● **WHAT NEEDS TO BE DONE**
Extract each line of the records below that contains the string "point".

======== SUPPLIED MATERIAL

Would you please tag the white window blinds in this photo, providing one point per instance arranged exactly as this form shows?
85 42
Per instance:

================
======== SUPPLIED MATERIAL

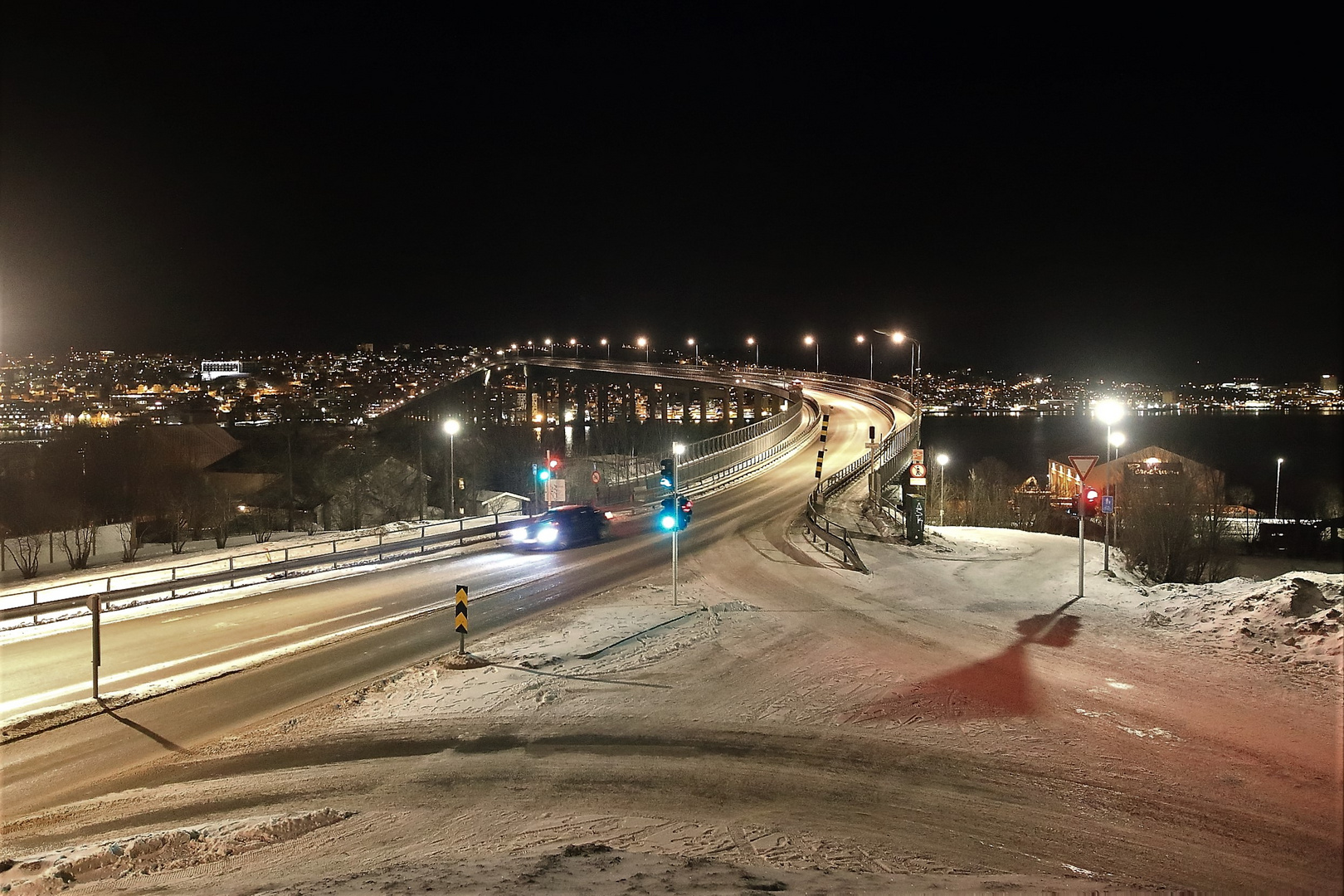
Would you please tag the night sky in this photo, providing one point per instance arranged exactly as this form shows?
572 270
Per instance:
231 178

================

● **OUTPUT**
Would you please tag the white window blinds in this photo, providing one point per instance arranged exactly as this form shows?
Would you please tag the night sky in this photo, providing one point per instance arranged exactly as this form shows?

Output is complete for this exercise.